THE TASK: Search the material below for "identify" and copy every line where it occurs.

--- MATERIAL SUPPLIED Enclosed Below ---

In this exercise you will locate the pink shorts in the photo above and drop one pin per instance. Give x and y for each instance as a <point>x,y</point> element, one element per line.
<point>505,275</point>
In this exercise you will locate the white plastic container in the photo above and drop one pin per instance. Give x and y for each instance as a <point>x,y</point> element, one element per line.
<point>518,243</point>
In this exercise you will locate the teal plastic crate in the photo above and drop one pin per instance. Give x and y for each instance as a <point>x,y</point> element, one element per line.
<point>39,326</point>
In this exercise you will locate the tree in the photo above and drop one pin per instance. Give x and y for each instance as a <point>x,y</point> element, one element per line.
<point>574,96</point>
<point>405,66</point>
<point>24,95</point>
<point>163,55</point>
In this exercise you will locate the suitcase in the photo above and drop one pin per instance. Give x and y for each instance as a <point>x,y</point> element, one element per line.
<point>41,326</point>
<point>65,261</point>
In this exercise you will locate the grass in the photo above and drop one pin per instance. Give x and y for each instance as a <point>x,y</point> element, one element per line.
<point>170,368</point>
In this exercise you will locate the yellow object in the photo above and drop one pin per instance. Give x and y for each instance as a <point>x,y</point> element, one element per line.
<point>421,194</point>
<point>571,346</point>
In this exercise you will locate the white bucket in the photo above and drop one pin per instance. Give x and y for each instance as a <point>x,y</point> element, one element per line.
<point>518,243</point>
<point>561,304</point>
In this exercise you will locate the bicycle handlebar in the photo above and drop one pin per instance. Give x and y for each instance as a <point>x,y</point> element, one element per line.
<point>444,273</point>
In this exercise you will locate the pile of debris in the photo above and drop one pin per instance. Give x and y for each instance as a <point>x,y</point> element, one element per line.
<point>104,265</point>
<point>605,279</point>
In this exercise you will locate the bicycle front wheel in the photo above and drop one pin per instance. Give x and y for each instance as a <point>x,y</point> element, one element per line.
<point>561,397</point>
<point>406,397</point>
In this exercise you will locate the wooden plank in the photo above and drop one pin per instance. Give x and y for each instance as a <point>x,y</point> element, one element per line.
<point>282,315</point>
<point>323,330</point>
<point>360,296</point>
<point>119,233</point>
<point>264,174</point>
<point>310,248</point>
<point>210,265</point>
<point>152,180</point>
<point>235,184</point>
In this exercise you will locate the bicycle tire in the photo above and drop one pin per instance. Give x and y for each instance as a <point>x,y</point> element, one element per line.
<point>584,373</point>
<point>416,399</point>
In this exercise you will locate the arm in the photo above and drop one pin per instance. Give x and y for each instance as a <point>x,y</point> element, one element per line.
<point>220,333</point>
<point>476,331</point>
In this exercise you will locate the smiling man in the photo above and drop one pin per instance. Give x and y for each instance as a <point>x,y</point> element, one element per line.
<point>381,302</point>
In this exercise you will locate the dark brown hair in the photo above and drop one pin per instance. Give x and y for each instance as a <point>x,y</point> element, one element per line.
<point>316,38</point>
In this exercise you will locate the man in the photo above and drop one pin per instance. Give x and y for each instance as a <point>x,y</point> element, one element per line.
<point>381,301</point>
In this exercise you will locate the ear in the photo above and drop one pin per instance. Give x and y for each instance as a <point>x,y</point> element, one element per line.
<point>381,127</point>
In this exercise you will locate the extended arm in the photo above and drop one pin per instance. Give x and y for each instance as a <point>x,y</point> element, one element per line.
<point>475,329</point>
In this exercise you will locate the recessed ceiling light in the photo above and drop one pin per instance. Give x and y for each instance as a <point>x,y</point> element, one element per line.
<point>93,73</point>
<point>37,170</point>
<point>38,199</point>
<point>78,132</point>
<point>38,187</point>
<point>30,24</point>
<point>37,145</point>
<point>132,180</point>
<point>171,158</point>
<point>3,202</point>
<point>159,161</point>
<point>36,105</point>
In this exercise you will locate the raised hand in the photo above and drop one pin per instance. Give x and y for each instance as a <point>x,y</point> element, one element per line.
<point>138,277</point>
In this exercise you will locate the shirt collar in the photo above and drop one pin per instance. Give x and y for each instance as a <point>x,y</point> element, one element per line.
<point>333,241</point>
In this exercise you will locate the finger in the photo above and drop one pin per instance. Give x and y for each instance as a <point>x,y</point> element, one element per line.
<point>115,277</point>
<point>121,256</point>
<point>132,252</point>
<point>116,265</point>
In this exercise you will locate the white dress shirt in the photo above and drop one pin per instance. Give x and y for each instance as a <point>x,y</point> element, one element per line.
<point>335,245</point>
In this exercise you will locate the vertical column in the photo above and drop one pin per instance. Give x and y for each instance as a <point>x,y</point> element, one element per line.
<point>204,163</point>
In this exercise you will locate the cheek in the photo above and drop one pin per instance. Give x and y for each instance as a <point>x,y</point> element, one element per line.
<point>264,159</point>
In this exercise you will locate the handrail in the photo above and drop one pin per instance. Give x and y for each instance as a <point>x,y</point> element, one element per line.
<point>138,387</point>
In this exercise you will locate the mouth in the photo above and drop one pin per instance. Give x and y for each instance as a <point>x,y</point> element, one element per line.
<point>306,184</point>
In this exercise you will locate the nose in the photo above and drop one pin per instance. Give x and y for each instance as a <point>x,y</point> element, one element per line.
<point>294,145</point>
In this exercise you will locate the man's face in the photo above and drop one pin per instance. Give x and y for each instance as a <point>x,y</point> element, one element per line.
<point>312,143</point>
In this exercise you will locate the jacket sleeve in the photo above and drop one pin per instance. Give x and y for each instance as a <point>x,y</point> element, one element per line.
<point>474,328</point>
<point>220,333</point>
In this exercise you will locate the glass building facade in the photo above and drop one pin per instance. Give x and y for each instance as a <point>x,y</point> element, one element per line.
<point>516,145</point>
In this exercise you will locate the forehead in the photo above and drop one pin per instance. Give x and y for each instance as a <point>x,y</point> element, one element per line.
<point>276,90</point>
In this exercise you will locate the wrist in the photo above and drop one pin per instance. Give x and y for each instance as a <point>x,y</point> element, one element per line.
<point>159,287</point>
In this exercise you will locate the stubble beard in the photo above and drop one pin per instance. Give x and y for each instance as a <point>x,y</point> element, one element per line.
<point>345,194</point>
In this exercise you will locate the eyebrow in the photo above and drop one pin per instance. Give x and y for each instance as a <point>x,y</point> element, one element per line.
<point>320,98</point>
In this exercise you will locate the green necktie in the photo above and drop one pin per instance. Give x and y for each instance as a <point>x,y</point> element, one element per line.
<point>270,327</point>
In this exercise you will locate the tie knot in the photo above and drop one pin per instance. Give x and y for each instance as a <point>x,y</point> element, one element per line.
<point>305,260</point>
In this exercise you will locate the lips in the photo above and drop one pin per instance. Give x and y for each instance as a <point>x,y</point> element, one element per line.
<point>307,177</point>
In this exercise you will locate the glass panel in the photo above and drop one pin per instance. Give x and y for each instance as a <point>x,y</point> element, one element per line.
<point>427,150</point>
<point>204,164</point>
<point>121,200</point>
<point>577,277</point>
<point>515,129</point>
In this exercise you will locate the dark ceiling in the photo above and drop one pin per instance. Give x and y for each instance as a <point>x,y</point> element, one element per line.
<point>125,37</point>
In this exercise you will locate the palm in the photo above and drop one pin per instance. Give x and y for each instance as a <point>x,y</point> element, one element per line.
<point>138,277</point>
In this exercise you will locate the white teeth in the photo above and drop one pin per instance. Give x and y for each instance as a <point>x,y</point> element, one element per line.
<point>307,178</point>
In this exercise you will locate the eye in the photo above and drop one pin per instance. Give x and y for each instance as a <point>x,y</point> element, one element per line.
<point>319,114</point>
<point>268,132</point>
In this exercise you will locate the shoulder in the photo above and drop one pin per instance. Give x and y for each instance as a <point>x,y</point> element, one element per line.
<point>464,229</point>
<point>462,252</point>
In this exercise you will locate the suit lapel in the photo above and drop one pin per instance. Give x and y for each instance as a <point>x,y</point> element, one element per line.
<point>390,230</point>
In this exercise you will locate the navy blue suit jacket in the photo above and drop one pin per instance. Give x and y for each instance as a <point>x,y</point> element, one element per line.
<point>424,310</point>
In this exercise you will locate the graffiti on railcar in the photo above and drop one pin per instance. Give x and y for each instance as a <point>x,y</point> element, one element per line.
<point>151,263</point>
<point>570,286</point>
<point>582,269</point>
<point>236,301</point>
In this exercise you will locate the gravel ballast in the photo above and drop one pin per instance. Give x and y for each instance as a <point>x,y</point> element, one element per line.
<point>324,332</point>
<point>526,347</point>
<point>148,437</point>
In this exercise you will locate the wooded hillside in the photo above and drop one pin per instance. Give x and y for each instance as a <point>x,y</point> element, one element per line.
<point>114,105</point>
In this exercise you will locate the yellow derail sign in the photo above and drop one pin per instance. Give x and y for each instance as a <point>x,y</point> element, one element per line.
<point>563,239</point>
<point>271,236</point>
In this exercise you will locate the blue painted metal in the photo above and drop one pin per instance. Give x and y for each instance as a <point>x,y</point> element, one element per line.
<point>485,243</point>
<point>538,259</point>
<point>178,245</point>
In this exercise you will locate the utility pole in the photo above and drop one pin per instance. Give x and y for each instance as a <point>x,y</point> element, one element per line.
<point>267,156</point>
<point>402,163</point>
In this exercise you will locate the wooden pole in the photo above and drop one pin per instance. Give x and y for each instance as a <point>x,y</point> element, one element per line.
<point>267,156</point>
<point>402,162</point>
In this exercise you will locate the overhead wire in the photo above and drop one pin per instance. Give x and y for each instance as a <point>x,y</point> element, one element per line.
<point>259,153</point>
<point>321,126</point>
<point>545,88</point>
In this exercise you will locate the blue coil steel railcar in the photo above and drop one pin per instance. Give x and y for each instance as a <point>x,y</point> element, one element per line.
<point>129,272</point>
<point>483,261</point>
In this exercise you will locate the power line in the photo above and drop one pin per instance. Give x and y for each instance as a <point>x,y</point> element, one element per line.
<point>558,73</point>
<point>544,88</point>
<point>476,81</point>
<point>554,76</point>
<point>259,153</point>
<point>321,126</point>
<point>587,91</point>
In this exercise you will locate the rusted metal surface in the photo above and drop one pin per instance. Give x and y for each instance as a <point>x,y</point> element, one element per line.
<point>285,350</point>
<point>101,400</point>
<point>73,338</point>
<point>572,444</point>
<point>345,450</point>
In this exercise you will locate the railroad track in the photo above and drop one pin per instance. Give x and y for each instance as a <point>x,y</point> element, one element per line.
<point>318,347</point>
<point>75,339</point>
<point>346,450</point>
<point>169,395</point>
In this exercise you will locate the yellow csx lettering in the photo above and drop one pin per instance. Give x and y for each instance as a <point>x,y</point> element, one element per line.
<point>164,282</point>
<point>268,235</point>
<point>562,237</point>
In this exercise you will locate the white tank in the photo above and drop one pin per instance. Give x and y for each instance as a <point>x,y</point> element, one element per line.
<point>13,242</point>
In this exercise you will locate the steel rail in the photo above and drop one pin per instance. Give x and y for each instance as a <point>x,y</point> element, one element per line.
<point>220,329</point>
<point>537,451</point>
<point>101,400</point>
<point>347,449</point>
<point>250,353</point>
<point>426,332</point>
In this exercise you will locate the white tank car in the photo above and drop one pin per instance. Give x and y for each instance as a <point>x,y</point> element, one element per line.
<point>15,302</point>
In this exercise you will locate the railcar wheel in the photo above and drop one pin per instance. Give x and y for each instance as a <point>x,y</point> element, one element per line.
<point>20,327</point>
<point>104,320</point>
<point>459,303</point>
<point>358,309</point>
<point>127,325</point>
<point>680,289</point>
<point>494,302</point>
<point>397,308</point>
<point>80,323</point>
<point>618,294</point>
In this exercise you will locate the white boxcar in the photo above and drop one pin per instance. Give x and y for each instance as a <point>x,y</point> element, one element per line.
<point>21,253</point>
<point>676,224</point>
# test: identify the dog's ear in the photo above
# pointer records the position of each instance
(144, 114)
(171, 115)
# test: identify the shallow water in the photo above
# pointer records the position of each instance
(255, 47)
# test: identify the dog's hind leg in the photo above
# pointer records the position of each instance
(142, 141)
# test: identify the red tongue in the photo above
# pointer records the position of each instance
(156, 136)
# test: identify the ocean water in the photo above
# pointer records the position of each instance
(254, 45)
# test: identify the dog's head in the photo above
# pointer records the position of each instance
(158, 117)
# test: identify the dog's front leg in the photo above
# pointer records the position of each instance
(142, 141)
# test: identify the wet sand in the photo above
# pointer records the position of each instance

--- End of Enclosed MATERIAL SUPPLIED ---

RESPONSE TO THIS TASK:
# test: identify the dog's ear in the photo above
# test: identify the shallow water in the photo above
# test: identify the dog's hind leg in the photo above
# test: identify the red tongue in the photo above
# test: identify the ocean water in the photo above
# test: identify the dog's head in the photo above
# test: identify the dog's front leg in the photo above
# test: identify the wet sand in the photo above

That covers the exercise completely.